Document extract:

== == ==

Mexican Leaf Cutting Ant

Acromyrmex octospinosus

Our other Leaf Cutting Ants (Acromyrmex octospinosus) operate in a very similar fashion to our Atta colony in that they all work together performing lots of different tasks. Including the cultivation of fungus by collecting and rotting leaves.

The main differences between Atta and Acromyrmex is that unlike the Atta colony which can have several million ants working for it, Acromyrmex are a much smaller colony usually maxing out at around 40,000 workers. Acromyrmex are also a multi queen colony meaning they can have several queens producing fertile eggs at a time unlike the Atta which only ever have one active queen at a time.

Bonkers Beetles

Our Beetle display currently consists of a range of fruit and flower beetles whose life cycle is rather unusual. Like many insects their life cycle begins with an egg, which, depending on the species is usually laid deep in the ground. The egg hatches into a larvae, which we can also refer to as a grub. Upon hatching the larvae begins to feed on its surrounding substrate (which in the case of our flower beetles is rotting leaves, wood and soil). The rotting substrate contains lots of important nutrients which are essential for the larvae to grow. During the larvae’s development it must shed its skin in order to grow. It does this 3 times during its development and each time it sheds its skin, it gets a little bit bigger. Some of our larvae reach a maximum size of over 20cm and can weigh over 100 grams! Once the larvae reaches its maximum weight it is ready to become a pupae. It begins by constructing a pupal chamber or cocoon which provides it with protection. Next the larvae rests for several days or weeks before shedding its skin to form the pupae. Inside the pupae the larvae slowly transforms over the following weeks or months until finally the adult beetle emerges! Now all it has to do is rest and gather its strength, which it will need to break open its cocoon and make its way up through the soil to find food. Once the beetle has eaten, its next job is to find a mate and start the whole cycle all over again.

We have a number of species on display at the moment including a variety of Giant African Fruit Beetles and the almighty Goliath Beetles!

Sizeable Stick Insects

See if you can find our stick insects, their camouflage is brilliant to help them hide from predators. We have long thin ones, short spiky ones and even one of the heaviest stick insects in the world.

Jungle Nymphs

Heteropteryx dilatata

The Jungle Nymph is among a number of species of stick insects we have on diplay. Originating from Malaysia it is one of the heaviest insects in the world. The males and females of this species are very different. The boys are small and slender with long wings on their backs for flying and are mottled brown in colour. Whereas, the girls are much larger with wings that are shorter and rounder and therefore not used for flight at all. However, the girls can rub their wings together to produce a loud rustling noise to deter predators. The females are usually green in colouration but occasionally they are yellow or pink.

== == ==

What to work on:
[a] Translate this sentence from the insect exhibit text into Spanish: "The males and females of this species are very different."
[b] Answer these from the insect exhibit text:
(i) About how many workers does an Acromyrmex colony usually reach at most?
(ii) How many times does a beetle larva shed its skin during its development?
(iii) What country does the Jungle Nymph come from?
[c] Reproduce word for word the part of the insect exhibit text between "Heteropteryx dilatata" and "yellow or pink.", inclusive.
The material is not needed for anything asked about the insect exhibit text.

== == ==

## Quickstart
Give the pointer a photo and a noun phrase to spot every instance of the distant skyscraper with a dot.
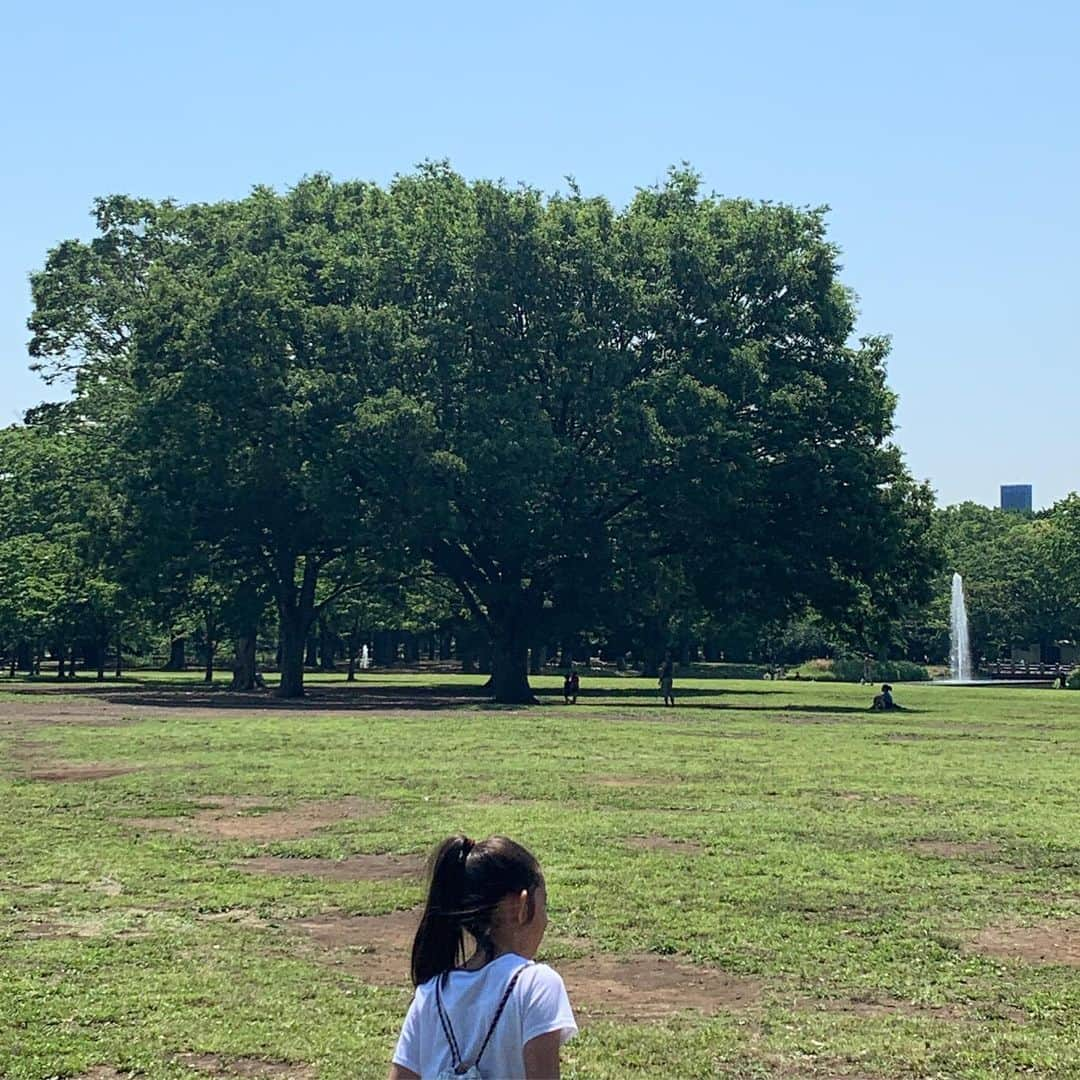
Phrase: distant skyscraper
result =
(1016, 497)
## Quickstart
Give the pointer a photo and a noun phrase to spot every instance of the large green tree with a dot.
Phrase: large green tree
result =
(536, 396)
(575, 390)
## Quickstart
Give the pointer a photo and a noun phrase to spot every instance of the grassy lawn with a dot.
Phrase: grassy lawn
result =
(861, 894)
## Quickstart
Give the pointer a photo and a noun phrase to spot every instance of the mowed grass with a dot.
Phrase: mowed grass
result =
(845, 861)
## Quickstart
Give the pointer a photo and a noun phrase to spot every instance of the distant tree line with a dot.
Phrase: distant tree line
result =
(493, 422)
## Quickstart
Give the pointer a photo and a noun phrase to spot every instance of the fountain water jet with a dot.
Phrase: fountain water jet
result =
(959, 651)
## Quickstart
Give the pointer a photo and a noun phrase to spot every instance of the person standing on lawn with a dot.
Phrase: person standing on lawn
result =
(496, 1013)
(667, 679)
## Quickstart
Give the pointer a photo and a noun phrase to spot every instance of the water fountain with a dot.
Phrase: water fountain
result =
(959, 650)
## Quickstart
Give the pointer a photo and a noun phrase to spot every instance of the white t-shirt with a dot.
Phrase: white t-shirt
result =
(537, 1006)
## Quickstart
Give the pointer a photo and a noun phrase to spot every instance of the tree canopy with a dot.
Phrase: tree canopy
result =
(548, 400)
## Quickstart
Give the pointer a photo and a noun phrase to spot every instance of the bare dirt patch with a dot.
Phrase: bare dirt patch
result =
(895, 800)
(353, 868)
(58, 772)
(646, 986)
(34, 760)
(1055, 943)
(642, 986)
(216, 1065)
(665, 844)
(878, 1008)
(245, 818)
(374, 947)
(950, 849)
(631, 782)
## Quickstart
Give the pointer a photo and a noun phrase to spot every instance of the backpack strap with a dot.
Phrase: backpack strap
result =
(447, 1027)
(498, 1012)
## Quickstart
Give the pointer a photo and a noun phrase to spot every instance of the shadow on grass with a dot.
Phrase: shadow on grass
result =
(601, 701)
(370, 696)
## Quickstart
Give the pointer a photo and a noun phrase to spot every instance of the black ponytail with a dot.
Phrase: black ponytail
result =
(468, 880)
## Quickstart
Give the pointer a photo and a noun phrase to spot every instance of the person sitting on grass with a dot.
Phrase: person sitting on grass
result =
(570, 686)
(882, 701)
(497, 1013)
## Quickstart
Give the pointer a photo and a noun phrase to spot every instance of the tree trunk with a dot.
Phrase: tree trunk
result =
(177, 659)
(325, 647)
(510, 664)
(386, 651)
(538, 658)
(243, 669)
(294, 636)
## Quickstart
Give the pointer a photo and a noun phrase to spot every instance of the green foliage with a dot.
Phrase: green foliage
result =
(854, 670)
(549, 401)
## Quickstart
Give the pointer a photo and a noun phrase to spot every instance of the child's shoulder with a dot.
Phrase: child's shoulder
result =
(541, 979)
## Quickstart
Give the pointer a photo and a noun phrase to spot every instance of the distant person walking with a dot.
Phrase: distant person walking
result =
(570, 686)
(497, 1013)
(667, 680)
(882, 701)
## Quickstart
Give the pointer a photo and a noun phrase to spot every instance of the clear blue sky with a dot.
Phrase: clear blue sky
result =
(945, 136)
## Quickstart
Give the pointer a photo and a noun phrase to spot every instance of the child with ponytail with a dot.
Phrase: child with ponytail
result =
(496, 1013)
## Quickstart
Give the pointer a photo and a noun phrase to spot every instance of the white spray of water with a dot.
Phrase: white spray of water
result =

== == ==

Answers below:
[a] Los machos y las hembras de esta especie son muy diferentes.

[b]
(i) Around 40,000 workers.
(ii) 3 times.
(iii) Malaysia.

[c]
Heteropteryx dilatata

The Jungle Nymph is among a number of species of stick insects we have on diplay. Originating from Malaysia it is one of the heaviest insects in the world. The males and females of this species are very different. The boys are small and slender with long wings on their backs for flying and are mottled brown in colour. Whereas, the girls are much larger with wings that are shorter and rounder and therefore not used for flight at all. However, the girls can rub their wings together to produce a loud rustling noise to deter predators. The females are usually green in colouration but occasionally they are yellow or pink.